Your objective: In the recipe below, how long should the roasted pepper sit and steam under plastic wrap?

Selected extract:
···

Ingredients:
1 Pablano pepper
1 large tomatillo
1 bunch cilantro
1 4oz can diced green chilies
1 can pineapple tidbits (fruit and juice)
2 Tbs sugar
1 Tbs apple cider vinegar
4 Tbs Olive Oil
1/2 tsp Chili Powder
1/2 tsp Cumin
Salt and pepper
1 large onion, finely chopped
3 boneless, skinless chicken breasts
1/2 cup lime juice
1 head lettuce, shredded
4 tortillas
4oz Mexican blend cheese (I used one with pepper jack)
crushed tortilla chips (I use the remnants at the bottom of a bag)
Directions:
Pre-heat the broiler in your oven. Peel the paper skin off the tomatillo and remove the stem. Place the pablano pepper and tomatillo on a sheet pan and place under the broiler. Broil until their skin is blackened (5-7 minutes). Rotate around to the other side. Broil until blackened (5-7 minutes). Remove from oven. Place pablano in a small bowl and cover with plastic wrap. Allow to sit and steam for 15 minutes. Remove the pablano from the bowl and peel off the blackened skin. Remove the stem and seeds. Roughly chop the pepper into smaller pieces. Add the pepper and the tomatillo to the blender.

···

Entries provided:
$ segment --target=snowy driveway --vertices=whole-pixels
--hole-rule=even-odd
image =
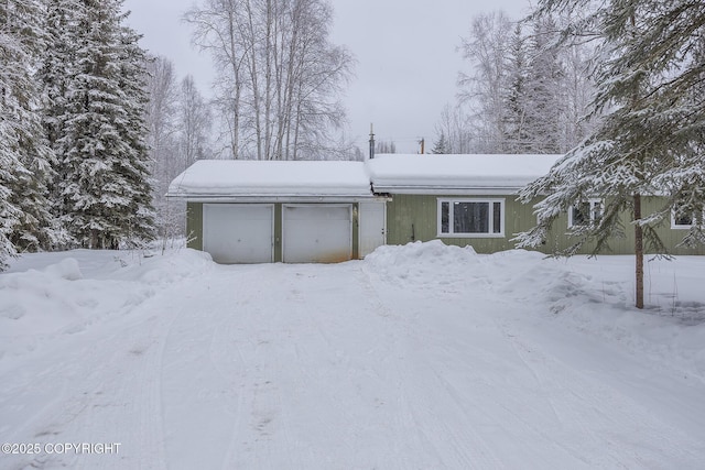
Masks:
[[[702,376],[568,316],[619,284],[590,307],[570,292],[588,276],[535,256],[399,250],[213,265],[3,358],[0,438],[41,452],[0,468],[702,468]]]

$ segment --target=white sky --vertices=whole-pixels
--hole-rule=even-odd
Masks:
[[[142,46],[164,55],[181,76],[191,74],[209,96],[213,67],[191,45],[181,21],[194,0],[126,0],[128,22],[144,34]],[[421,138],[433,146],[441,110],[453,102],[463,62],[456,47],[474,15],[502,9],[512,18],[528,12],[530,0],[334,0],[333,41],[357,58],[345,103],[348,135],[367,151],[370,123],[378,140],[415,153]]]

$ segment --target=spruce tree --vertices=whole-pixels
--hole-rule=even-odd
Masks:
[[[542,0],[538,15],[577,11],[589,0]],[[593,114],[604,113],[592,135],[570,151],[551,172],[521,194],[535,206],[538,226],[518,237],[520,247],[542,243],[556,218],[592,197],[604,198],[603,215],[575,227],[571,255],[587,241],[594,253],[623,234],[620,216],[631,215],[634,231],[636,306],[643,307],[643,253],[666,253],[655,227],[671,214],[692,215],[685,242],[703,241],[705,209],[705,37],[702,0],[611,0],[592,10],[565,32],[586,28],[601,39],[604,61],[596,70]],[[546,196],[547,195],[547,196]],[[664,196],[646,212],[642,197]]]
[[[12,244],[2,249],[6,254],[48,249],[56,241],[46,197],[54,155],[42,130],[42,95],[35,80],[44,45],[42,13],[39,0],[8,0],[0,6],[0,185],[4,188],[0,211],[3,243]]]
[[[144,52],[122,24],[121,0],[80,0],[68,86],[61,195],[63,220],[86,248],[152,238],[144,142]]]

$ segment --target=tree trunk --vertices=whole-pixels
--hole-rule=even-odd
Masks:
[[[636,271],[636,307],[643,308],[643,229],[639,225],[641,220],[641,196],[634,196],[634,255],[637,256]]]

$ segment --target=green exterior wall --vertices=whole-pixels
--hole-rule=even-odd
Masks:
[[[503,238],[453,238],[438,237],[438,199],[505,199],[505,237]],[[533,201],[536,203],[538,200]],[[646,197],[642,201],[643,214],[660,209],[663,204],[658,197]],[[511,250],[514,243],[510,240],[516,233],[528,231],[535,225],[533,204],[520,204],[516,196],[457,196],[457,195],[393,195],[387,204],[387,243],[405,244],[412,241],[430,241],[440,239],[446,244],[459,247],[471,245],[478,253],[494,253]],[[622,217],[626,237],[615,239],[603,254],[633,253],[634,234],[629,226],[627,215]],[[567,214],[561,216],[549,234],[546,243],[538,250],[553,253],[570,247],[573,241],[566,236],[568,230]],[[705,247],[698,249],[676,248],[686,234],[685,230],[671,229],[671,221],[665,220],[657,232],[669,248],[671,254],[705,254]],[[590,254],[594,244],[586,244],[582,254]],[[647,247],[647,252],[652,252]]]
[[[437,211],[438,198],[457,199],[505,199],[505,237],[503,238],[452,238],[438,237]],[[535,203],[535,201],[534,201]],[[642,201],[643,214],[651,214],[661,209],[662,199],[646,197]],[[535,223],[533,204],[520,204],[514,196],[455,196],[455,195],[394,195],[387,203],[387,243],[405,244],[412,241],[430,241],[440,239],[446,244],[458,247],[471,245],[478,253],[494,253],[511,250],[514,243],[510,240],[516,233],[531,229]],[[549,233],[546,243],[538,248],[543,253],[553,253],[571,245],[572,240],[565,234],[568,230],[567,214],[556,220]],[[634,234],[629,226],[627,215],[622,217],[625,238],[615,239],[609,243],[610,251],[603,254],[633,253]],[[671,229],[671,221],[665,220],[657,228],[657,232],[669,248],[671,254],[705,254],[705,247],[688,249],[676,248],[686,234],[686,230]],[[187,247],[203,250],[203,203],[188,203],[186,217]],[[359,220],[358,205],[352,204],[352,259],[359,258]],[[582,254],[590,254],[594,244],[583,247]],[[652,253],[647,247],[647,252]],[[274,204],[274,261],[282,261],[282,203]]]

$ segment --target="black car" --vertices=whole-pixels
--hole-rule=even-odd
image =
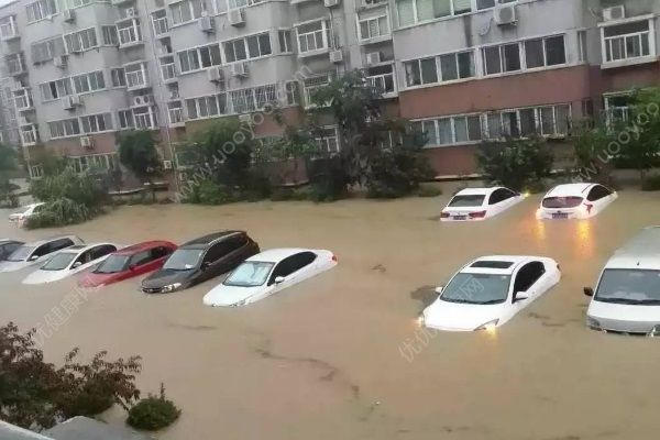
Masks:
[[[0,239],[0,261],[7,260],[7,257],[11,255],[13,251],[21,248],[22,244],[25,243],[22,241]]]
[[[179,246],[163,268],[142,282],[145,294],[182,290],[232,271],[260,252],[244,231],[221,231]]]

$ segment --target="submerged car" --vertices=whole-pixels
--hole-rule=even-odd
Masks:
[[[22,241],[15,241],[10,239],[0,239],[0,261],[7,260],[16,249],[23,245]]]
[[[258,253],[244,231],[221,231],[189,241],[167,258],[163,268],[142,280],[145,294],[183,290],[230,272]]]
[[[442,209],[441,221],[477,221],[495,217],[520,202],[524,196],[504,187],[465,188]]]
[[[80,287],[100,287],[135,276],[148,274],[163,267],[163,263],[176,251],[168,241],[147,241],[111,253],[101,264],[78,279]]]
[[[559,265],[552,258],[483,256],[461,268],[446,287],[438,287],[438,298],[419,320],[444,331],[492,330],[550,290],[560,278]]]
[[[205,295],[204,304],[238,307],[258,301],[337,265],[330,251],[272,249],[248,258]]]
[[[6,261],[0,262],[0,272],[14,272],[36,266],[45,263],[54,252],[82,243],[82,240],[76,235],[58,237],[25,243],[12,252]]]
[[[543,197],[537,210],[537,219],[588,219],[617,197],[616,191],[598,184],[558,185]]]
[[[44,205],[46,204],[40,202],[26,205],[22,207],[20,211],[9,215],[9,221],[22,226],[30,217],[37,215],[43,209]]]
[[[660,227],[645,228],[605,264],[586,311],[591,329],[660,336]]]
[[[99,264],[112,252],[117,244],[79,244],[56,252],[51,258],[23,279],[23,284],[46,284],[64,279]]]

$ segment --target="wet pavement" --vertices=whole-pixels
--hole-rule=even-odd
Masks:
[[[156,393],[164,382],[183,409],[166,440],[642,439],[657,432],[660,348],[587,330],[582,287],[640,228],[660,223],[657,197],[623,191],[594,219],[539,222],[532,196],[485,222],[442,224],[447,196],[123,207],[63,231],[2,221],[0,235],[182,243],[235,228],[262,249],[338,255],[332,271],[239,309],[202,306],[218,280],[145,296],[132,279],[86,295],[45,341],[48,361],[73,346],[142,355],[139,385]],[[433,286],[502,253],[553,257],[563,278],[493,336],[417,327]],[[25,330],[47,326],[75,292],[73,280],[21,285],[29,272],[0,274],[0,322]]]

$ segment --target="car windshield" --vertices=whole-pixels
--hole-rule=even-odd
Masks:
[[[34,249],[35,248],[21,246],[21,248],[16,249],[15,251],[13,251],[13,253],[7,257],[7,261],[13,261],[13,262],[25,261],[25,260],[28,260],[30,254],[34,251]]]
[[[442,289],[440,299],[479,305],[504,302],[510,278],[509,275],[460,273]]]
[[[127,268],[129,255],[110,255],[95,271],[95,274],[116,274]]]
[[[61,252],[55,255],[46,264],[42,266],[42,271],[62,271],[68,267],[68,265],[76,258],[77,253],[73,252]]]
[[[602,302],[660,305],[660,271],[606,270],[595,299]]]
[[[484,204],[484,195],[472,195],[472,196],[454,196],[449,202],[450,208],[463,208],[463,207],[476,207]]]
[[[275,263],[245,262],[237,267],[224,280],[226,286],[256,287],[268,278]]]
[[[582,197],[546,197],[543,208],[575,208],[582,204]]]
[[[204,249],[178,249],[163,265],[172,271],[190,271],[197,267],[204,254]]]

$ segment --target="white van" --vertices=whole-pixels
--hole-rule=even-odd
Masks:
[[[660,336],[660,227],[645,228],[607,261],[586,324],[613,333]]]

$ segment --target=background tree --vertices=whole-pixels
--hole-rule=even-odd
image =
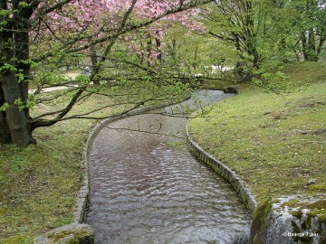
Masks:
[[[120,38],[207,2],[0,0],[0,142],[33,143],[32,133],[36,127],[64,119],[90,82],[102,72]],[[146,13],[146,17],[140,18],[139,13]],[[89,78],[80,79],[79,88],[66,106],[31,117],[29,109],[35,99],[29,96],[28,88],[37,80],[34,78],[43,74],[61,79],[60,65],[82,59],[85,52],[91,53],[91,50],[100,44],[102,49],[97,65]],[[31,68],[34,77],[31,76]],[[53,74],[54,70],[57,75]]]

···

Final answer: 15 minutes.